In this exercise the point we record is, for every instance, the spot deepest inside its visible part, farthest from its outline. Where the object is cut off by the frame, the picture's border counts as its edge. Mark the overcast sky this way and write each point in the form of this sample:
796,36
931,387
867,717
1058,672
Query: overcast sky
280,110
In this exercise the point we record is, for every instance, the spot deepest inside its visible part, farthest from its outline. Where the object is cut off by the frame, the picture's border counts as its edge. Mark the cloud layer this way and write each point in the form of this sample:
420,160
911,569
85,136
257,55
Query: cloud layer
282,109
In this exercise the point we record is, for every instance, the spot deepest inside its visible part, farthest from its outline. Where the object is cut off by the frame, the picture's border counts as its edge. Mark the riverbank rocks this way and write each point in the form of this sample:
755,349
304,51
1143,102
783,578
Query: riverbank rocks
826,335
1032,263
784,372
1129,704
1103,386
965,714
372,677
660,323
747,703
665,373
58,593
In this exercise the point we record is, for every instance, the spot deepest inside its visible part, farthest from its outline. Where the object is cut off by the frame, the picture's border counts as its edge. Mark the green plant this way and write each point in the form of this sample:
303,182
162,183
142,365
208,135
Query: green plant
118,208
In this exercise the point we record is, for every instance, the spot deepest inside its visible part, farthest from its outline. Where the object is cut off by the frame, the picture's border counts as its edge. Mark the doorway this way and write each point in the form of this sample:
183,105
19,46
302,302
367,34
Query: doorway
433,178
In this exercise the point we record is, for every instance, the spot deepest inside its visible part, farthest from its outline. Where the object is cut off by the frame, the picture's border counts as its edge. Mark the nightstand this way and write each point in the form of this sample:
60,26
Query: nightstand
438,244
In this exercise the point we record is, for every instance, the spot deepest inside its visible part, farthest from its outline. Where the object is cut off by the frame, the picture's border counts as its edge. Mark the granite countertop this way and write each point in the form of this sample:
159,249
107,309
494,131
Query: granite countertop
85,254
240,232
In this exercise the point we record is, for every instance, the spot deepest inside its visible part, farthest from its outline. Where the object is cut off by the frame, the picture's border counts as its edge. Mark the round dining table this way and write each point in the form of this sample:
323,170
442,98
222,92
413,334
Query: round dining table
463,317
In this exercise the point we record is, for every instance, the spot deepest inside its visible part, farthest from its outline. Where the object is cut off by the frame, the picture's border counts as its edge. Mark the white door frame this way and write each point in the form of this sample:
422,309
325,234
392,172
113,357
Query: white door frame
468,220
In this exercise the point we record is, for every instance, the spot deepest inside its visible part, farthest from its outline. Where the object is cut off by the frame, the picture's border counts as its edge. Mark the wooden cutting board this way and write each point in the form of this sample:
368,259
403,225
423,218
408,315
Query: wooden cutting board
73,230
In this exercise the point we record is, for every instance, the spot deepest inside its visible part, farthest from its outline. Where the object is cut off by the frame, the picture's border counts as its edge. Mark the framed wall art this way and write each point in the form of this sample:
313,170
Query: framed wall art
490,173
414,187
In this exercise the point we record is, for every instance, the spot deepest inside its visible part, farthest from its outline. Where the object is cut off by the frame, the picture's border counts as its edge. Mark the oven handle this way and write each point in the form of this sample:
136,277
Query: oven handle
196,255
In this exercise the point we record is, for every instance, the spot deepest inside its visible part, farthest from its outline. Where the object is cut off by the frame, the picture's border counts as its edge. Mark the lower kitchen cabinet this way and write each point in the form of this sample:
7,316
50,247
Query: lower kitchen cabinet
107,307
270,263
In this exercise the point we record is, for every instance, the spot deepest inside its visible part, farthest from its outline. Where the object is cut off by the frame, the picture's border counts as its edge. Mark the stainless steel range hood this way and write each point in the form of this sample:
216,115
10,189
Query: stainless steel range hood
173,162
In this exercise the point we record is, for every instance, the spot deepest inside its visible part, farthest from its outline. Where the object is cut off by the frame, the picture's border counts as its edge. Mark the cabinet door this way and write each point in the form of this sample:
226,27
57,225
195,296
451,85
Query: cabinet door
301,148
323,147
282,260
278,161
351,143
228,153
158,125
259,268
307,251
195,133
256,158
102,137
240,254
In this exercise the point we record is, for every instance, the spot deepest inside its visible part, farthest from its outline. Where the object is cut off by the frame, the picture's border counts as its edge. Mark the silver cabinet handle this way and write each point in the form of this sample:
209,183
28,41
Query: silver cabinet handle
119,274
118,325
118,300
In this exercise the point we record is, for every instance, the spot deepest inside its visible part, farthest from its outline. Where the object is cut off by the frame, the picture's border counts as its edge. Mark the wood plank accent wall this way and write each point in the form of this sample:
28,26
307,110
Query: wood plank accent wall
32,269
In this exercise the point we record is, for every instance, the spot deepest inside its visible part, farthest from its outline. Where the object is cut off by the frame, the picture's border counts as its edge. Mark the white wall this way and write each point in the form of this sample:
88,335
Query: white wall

§ **What the task asks**
Repeat every entry exactly as written above.

§ **Answer for this exercise**
In this exercise the point we record is, for every instance, the spot deepest inside its visible part, farthest from its outline. Where the object is cut off by the frame, the picture's border counts as its edge. Mark the overcast sky this way and write each point in the form of this sample:
796,36
931,387
867,717
1058,672
Query: overcast sky
280,110
In this exercise the point we record is, for every instance, the spot deepest inside its visible part, farthest from its outline. Where the object is cut off by the frame, the picture's border counts as its edge. Mark the cloud layer this way and write each point in the form of this sample:
420,160
911,569
85,136
257,55
Query: cloud layer
282,109
In this exercise the point we record is, for every instance, the spot deepest inside its visible part, farthest from its outline. Where the object is cut off by the frame, the picture's border counts as its edge. Mark the riverbank rocks this way and write each point in the form of this sample:
755,349
304,51
1143,102
783,578
Query: riverbank rocks
826,335
1032,263
784,372
1129,704
1103,386
965,714
372,677
660,323
747,703
665,373
58,593
In this exercise the point we record is, for every instance, the spot deepest inside its visible part, farthest from its outline. Where the object is cut off by the frame, the picture's border counts as its edge. Mark the green plant this way and write each point in the form of this sample:
303,182
162,183
142,365
208,135
Query: green plant
118,208
In this exercise the point we record is, for every instance, the spot deepest inside its visible part, farthest from its outline. Where the object is cut off by the frame, the picture's border counts as its edge. Mark the doorway this way and write each point in the form of this sample:
183,105
19,46
302,302
367,34
Query: doorway
433,178
In this exercise the point we record is, for every instance, the spot deepest inside its visible part, farthest from its outline. Where the object is cut off by the frame, the picture's border counts as its edge. Mark the nightstand this way and write each point in the form of this sample:
60,26
Query: nightstand
438,244
In this exercise the point we record is, for every instance, the spot deepest inside its visible part, farthest from its outline. Where the object is cut off by the frame, the picture's border counts as its edge. Mark the granite countertop this way and write each point in the form of this sample:
159,249
107,309
494,131
Query: granite countertop
85,254
240,232
In this exercise the point we record is, for every instance, the spot deepest inside its visible part, farthest from its outline. Where the object is cut off by the frame, the picture's border counts as its edge. Mark the round dining table this way and write each point in the form of this sample:
323,170
442,98
222,92
413,334
Query: round dining table
463,317
In this exercise the point we record is, for every instance, the spot deepest inside its visible part, farthest from its outline. Where the object is cut off by the frame, the picture's border counts as its edge. Mark the white door frame this way and write each point in the form of this sample:
422,309
325,234
392,172
113,357
Query: white door frame
468,220
In this exercise the point we record is, for every instance, the spot deepest inside its visible part, farthest from its outline. Where the object is cut off by the frame, the picture's border counts as its edge. Mark the wooden cutting board this way and write each point in the form of this sample:
368,259
403,225
423,218
408,315
Query: wooden cutting board
73,230
In this exercise the point we record is, for every instance, the spot deepest inside its visible part, farthest from its outline. Where the object is cut off by the frame, the picture's border counts as its edge. Mark the framed wall art this way and write each point in the form of this sample:
313,170
Query: framed wall art
490,173
414,187
In this exercise the point we record is, for every instance, the spot deepest inside its visible part, farthest from its outline. Where the object is cut off by the frame, the picture's border counts as its edge. Mark the oven handle this way and write each point in the form of this sample:
136,277
Query: oven handle
196,255
In this exercise the point we record is, for every instance, the spot deepest inside its visible part, farthest from its outline. Where the object is cut off by the frame, the picture's border counts as its edge. Mark the lower kitchen cabinet this way and write each point in the form of this sample:
7,316
50,247
Query: lower kitchen cabinet
107,307
270,263
In this exercise the point we record is, for every instance, the spot deepest inside its visible part, farthest from its outline. Where the object is cut off by the frame, the picture's border counts as its edge. Mark the stainless steel range hood this way and write each point in the form of this sample:
216,115
10,189
Query: stainless steel range hood
173,162
In this exercise the point we record is, for every instance, the spot deepest inside its visible part, farthest from its outline. Where the object is cut off by the frame, the picture's border counts as its edge. Mark the cabinet door this way and write each point in the form of this sample:
226,27
57,225
195,296
451,85
Query: cabinet door
301,148
323,147
282,260
278,161
351,143
228,153
158,125
259,268
307,251
195,133
256,158
102,137
240,254
In this exercise the point we record is, for every instance, the spot deepest inside its visible part, farthest from its outline. Where the object is cut off by the frame, the picture's border counts as its edge. Mark the silver cabinet handle this way and write each point in the form of this sample:
209,183
28,41
Query: silver cabinet handle
119,274
118,325
118,300
In this exercise the point we record is, for every instance, the spot deepest inside its visible part, farthest from its outline. Where the object is cut off by the frame, the picture's border counts as its edge. Mark the wood plank accent wall this way and write each point in the form of this sample:
28,26
307,110
Query: wood plank accent wall
32,269
In this exercise the point we record is, for every instance, the spot deepest inside its visible part, farthest from its outline. Where the object is cut off by the frame, the picture's border counts as its edge. Mark the white wall this way and write each point in the form of this sample:
88,335
Query: white wall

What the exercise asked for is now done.